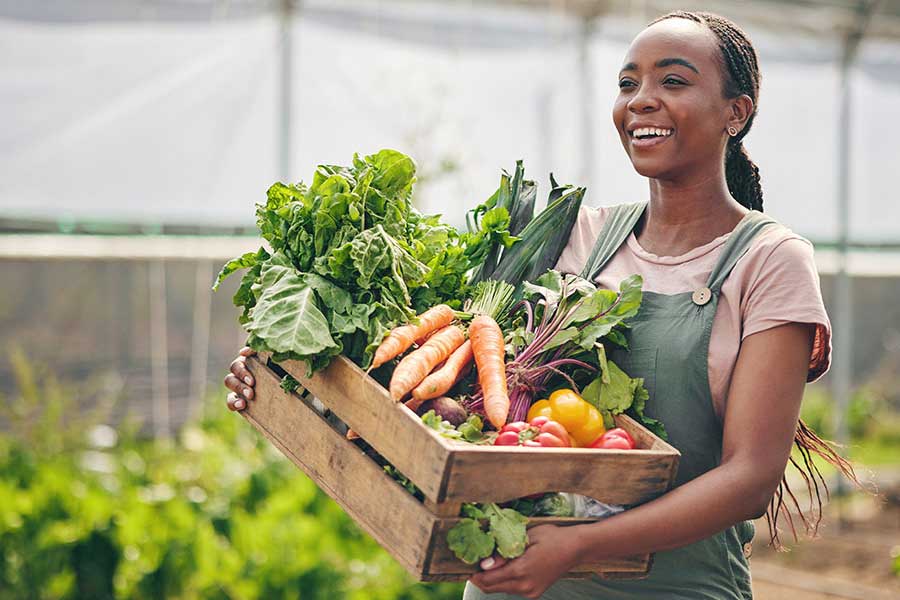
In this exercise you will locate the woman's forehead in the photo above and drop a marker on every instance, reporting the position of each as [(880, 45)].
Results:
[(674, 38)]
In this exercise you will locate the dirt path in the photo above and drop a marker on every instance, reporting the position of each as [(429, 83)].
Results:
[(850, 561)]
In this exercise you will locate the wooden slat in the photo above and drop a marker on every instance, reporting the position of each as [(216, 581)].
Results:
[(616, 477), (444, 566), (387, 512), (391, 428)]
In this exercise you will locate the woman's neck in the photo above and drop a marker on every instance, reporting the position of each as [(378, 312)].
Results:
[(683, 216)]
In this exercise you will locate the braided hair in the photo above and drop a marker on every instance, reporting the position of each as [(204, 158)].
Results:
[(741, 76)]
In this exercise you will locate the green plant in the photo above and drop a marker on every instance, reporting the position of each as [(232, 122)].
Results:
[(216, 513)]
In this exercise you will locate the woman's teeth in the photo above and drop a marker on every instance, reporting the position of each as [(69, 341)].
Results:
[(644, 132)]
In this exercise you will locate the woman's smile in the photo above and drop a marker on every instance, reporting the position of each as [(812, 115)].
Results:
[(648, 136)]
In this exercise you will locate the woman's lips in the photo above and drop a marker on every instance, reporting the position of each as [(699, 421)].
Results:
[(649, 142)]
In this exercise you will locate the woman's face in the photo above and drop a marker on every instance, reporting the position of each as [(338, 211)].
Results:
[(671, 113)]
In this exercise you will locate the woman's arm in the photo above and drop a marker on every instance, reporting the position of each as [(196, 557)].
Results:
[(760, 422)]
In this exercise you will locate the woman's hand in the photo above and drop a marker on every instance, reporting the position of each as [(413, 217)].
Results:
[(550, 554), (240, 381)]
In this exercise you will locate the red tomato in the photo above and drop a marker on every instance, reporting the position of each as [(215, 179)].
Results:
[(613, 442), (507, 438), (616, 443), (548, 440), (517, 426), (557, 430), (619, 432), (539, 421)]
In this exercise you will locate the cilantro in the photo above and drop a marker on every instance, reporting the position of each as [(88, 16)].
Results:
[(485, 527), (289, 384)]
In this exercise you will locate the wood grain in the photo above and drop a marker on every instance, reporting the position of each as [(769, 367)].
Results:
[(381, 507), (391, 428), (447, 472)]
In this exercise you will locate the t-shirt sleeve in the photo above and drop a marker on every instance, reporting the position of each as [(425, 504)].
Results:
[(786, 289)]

══════════════════════════════

# REQUEST:
Rewrite all of the material above, substituting "place a point" for every occurrence of "drop a marker" and leaving everything else unchanged. Omit the pictures.

# EXERCISE OUTPUT:
In this exercise you will locate the woman's forehead in the photo above and place a point on every instance, reporting the position of each as [(880, 45)].
Results:
[(674, 38)]
In this exercise you will locate the dirt path in the photo above and place a point on every instance, reporting the position of each as [(429, 83)].
Results:
[(850, 561)]
In this exercise you will locate the wooden slat in the photo above and place a point on every instance, reporting the position of each as [(216, 581)].
Results:
[(616, 477), (444, 566), (387, 512), (391, 428)]
In this exercise you will locate the woman's neck in the photo above and place a point on every instance, reporting the position of each as [(378, 312)].
Results:
[(683, 216)]
In this exercise you will locate the braided hair in the photo above and place a point on every instance, reporting the position of each as [(204, 158)].
Results:
[(741, 76)]
In this exercise you will locate the green plant in the photo above and place a point on every instance, reporting the position of each as [(232, 122)].
Results:
[(216, 513)]
In this exercise you will locate the woman's teeth in the photo above and place a point on every instance, reporting the position of each as [(69, 341)].
Results:
[(644, 132)]
In this exercise you will locate the woman's smile in the photo above and place a point on every instance, reporting the position of each as [(812, 115)].
Results:
[(648, 136)]
In this exercise you will locate the woman's lips in the photo above and place a point on every instance, reporting the position of each as [(699, 421)].
Results:
[(649, 142)]
In this exercise you will locate the woman's face in the photo above and place a point on every instance, reporting the position of each as [(338, 211)].
Results:
[(671, 113)]
In this exercise you will locate the woman's arm in the photo above and place a point on every instance, reporting the position of each as [(196, 557)].
Results:
[(760, 422)]
In this exercise you will locate the woman's hand in the photo above and place a point on every instance, reporting the position of each as [(413, 217)].
Results:
[(550, 554), (240, 381)]
In this exercise you will locate the red tomato in the photo above and place a point on every instance, reporting the position of each as [(215, 179)].
Results:
[(613, 442), (507, 438), (616, 443), (548, 440), (517, 426), (557, 430), (619, 432), (539, 421)]
In this exercise you will locate the cilantro in the photo above and place a point on every instance, reporting the position of each as [(88, 16)].
Results:
[(485, 527), (289, 384)]
In this exercise you will locate the wood grain in the photo above and place a point on every instance, reporting the position of each as [(769, 367)].
Results:
[(381, 507), (391, 428), (447, 472)]
In this exercise you will locate the t-shirt sleeve in the photo above and place a point on every instance, reporting the position of each as [(425, 504)].
Results:
[(786, 289)]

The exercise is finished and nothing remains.